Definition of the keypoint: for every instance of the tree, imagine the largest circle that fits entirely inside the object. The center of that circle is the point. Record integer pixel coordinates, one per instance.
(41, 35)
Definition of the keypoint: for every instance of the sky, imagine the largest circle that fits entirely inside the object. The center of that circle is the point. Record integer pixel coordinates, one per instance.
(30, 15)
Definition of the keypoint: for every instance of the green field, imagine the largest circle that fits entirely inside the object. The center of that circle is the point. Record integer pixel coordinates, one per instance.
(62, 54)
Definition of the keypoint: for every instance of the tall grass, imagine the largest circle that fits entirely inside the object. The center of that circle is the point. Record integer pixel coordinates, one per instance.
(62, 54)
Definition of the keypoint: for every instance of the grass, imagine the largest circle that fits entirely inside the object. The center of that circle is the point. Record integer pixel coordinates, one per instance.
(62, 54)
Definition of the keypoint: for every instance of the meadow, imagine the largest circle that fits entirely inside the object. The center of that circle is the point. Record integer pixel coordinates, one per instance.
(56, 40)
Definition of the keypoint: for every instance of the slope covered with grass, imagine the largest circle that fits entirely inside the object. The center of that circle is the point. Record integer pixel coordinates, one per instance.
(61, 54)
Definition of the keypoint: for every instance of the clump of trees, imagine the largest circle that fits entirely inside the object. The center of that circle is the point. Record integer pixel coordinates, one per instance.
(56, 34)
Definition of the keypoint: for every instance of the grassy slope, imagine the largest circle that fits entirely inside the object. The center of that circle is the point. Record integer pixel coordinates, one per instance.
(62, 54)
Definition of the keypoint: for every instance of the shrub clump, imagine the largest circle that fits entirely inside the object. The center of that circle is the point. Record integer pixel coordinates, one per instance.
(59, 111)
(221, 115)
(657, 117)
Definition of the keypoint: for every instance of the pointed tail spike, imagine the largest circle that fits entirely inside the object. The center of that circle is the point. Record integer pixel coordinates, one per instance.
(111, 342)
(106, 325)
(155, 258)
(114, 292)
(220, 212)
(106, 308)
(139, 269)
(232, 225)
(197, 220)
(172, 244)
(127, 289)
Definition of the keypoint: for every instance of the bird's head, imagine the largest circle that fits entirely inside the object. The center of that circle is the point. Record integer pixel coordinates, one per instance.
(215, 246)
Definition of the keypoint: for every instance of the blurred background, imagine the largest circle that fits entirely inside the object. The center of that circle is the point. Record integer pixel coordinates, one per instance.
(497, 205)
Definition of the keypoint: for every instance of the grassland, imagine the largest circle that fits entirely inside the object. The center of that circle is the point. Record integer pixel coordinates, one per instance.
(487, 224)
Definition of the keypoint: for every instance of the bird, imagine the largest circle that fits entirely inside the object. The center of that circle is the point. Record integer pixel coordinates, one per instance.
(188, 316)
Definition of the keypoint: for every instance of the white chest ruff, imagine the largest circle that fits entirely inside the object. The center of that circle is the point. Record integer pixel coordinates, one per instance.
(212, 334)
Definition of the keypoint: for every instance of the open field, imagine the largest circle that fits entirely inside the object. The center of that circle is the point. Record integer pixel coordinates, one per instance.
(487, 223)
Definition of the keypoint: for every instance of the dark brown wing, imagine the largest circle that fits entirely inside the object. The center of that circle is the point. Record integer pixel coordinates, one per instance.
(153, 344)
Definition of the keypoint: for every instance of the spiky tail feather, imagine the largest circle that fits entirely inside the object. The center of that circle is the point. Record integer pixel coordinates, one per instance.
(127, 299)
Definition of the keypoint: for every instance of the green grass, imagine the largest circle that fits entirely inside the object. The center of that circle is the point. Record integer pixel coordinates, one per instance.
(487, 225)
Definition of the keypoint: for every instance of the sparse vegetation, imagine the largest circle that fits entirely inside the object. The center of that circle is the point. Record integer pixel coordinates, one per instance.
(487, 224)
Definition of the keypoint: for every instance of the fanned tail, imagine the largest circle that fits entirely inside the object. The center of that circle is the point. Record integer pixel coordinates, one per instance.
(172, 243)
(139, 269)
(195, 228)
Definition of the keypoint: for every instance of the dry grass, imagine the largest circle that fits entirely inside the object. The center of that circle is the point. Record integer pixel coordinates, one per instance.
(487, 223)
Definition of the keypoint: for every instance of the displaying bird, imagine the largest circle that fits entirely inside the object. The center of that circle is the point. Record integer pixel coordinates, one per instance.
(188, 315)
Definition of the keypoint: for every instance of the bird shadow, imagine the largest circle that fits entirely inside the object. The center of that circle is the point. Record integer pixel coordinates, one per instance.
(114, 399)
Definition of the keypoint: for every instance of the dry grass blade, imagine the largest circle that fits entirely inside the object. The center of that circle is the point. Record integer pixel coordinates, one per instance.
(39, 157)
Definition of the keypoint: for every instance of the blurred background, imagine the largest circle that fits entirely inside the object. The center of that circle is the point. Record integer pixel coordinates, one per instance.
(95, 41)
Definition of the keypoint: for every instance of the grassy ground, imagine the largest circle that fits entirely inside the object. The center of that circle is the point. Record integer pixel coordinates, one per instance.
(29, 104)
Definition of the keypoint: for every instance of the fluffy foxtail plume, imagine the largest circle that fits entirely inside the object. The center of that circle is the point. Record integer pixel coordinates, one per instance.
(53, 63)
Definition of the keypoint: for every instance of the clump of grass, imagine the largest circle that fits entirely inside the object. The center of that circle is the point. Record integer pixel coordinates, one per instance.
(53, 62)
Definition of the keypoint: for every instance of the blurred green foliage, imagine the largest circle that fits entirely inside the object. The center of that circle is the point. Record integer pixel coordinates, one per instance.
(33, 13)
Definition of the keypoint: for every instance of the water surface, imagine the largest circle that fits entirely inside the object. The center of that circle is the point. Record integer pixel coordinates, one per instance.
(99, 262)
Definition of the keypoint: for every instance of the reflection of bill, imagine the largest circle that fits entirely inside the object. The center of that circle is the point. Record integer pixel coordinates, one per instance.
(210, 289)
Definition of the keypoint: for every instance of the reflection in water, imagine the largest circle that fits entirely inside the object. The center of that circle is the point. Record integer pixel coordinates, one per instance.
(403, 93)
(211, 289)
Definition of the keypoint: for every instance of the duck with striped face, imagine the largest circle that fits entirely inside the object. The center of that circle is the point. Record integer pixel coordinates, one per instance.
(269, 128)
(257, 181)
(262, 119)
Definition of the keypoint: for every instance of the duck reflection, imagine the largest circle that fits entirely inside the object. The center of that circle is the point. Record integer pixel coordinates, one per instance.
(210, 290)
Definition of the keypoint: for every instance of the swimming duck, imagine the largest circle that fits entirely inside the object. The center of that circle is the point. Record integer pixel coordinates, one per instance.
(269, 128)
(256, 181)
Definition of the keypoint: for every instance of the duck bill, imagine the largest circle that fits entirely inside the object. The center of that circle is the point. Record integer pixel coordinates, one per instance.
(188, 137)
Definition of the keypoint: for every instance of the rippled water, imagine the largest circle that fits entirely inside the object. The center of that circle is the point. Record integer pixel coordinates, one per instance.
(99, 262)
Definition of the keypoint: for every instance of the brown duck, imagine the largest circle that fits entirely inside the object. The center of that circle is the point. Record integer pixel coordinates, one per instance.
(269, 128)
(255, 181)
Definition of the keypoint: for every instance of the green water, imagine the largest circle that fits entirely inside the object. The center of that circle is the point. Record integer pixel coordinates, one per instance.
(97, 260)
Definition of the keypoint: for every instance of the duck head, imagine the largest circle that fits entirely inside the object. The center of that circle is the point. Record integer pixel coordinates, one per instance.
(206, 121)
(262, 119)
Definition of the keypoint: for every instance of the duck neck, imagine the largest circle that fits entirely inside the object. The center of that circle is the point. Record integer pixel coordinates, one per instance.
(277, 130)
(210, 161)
=-=-=-=-=
Work to complete
Starting at the line that contains "duck neck, imagine" and ending with the last of the entries, reproduce those lines with "largest circle" switched to "biggest circle", leaving everything else unchanged.

Result
Definition of the keypoint: for every instance of the duck neck, imagine the biggest circle that fits entirely inside the object. The center of that circle is the point. Record integer pixel coordinates, one per instance.
(277, 130)
(210, 161)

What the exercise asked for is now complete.